[Opening SUPPLIED DATA section]

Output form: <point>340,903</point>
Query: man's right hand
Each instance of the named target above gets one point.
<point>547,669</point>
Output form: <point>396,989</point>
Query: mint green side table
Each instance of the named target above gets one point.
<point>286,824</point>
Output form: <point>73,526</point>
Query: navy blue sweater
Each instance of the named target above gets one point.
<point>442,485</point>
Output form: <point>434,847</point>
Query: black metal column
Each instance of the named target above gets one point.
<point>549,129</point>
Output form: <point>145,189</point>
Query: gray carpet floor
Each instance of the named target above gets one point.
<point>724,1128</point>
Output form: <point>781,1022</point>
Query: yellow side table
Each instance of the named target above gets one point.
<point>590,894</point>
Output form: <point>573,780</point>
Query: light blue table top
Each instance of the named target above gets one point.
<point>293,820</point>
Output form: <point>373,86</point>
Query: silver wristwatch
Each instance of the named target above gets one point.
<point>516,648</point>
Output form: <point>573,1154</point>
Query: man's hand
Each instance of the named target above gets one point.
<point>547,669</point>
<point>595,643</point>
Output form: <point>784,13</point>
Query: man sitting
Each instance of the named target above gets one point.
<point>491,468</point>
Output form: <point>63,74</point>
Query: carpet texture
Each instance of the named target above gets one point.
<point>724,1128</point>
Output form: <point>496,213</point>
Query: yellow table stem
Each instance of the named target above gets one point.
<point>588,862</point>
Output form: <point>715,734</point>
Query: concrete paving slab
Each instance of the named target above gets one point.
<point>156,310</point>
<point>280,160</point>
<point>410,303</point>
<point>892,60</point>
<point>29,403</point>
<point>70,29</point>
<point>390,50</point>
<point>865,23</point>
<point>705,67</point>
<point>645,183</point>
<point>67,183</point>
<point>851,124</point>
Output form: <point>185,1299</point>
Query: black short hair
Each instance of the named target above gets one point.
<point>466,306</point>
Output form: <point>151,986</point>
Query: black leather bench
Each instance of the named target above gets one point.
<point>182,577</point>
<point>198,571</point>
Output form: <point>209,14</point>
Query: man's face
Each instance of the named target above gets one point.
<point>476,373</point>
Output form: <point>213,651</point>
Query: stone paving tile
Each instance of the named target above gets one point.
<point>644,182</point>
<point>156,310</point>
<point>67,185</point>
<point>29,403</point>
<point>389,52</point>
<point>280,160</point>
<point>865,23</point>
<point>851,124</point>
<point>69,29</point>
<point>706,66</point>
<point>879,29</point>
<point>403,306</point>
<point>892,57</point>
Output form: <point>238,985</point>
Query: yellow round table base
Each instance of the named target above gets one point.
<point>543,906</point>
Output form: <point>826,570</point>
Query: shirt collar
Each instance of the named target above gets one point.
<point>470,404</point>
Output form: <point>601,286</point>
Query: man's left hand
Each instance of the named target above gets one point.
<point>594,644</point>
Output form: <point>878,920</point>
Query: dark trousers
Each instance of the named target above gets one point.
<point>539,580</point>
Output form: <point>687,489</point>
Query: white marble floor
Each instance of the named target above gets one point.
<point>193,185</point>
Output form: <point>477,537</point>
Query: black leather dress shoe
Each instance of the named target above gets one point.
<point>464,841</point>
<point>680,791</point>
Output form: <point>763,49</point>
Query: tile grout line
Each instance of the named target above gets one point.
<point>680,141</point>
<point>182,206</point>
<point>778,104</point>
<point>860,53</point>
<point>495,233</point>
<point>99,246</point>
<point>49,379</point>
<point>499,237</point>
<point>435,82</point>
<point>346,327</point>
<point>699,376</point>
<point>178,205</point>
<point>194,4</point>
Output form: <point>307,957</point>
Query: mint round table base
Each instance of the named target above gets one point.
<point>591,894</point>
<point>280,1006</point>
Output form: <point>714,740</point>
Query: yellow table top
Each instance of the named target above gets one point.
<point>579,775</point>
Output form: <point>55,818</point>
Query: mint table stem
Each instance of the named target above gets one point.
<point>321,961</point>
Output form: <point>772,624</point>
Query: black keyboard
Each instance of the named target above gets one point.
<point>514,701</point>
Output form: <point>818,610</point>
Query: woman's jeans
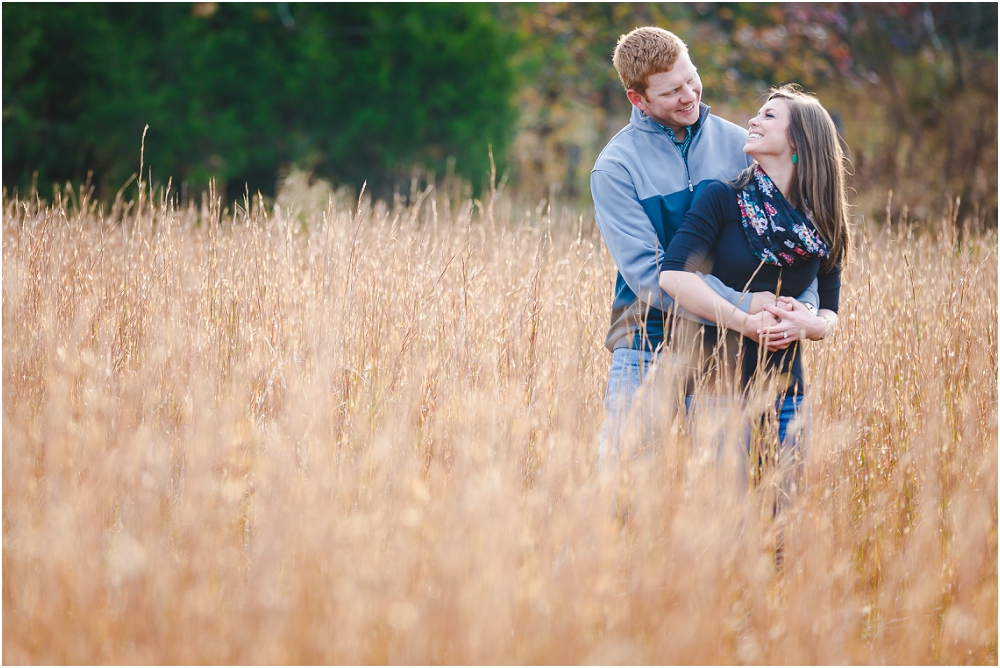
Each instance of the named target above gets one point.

[Closing SUPPLIED DATA section]

▶ _WORK TO COMPLETE_
Pick out the lines above that hold the string "hand" and show them.

▶ _EXERCISE RESPONSE_
Query: man's right hand
Query: man's hand
Query: man's left hand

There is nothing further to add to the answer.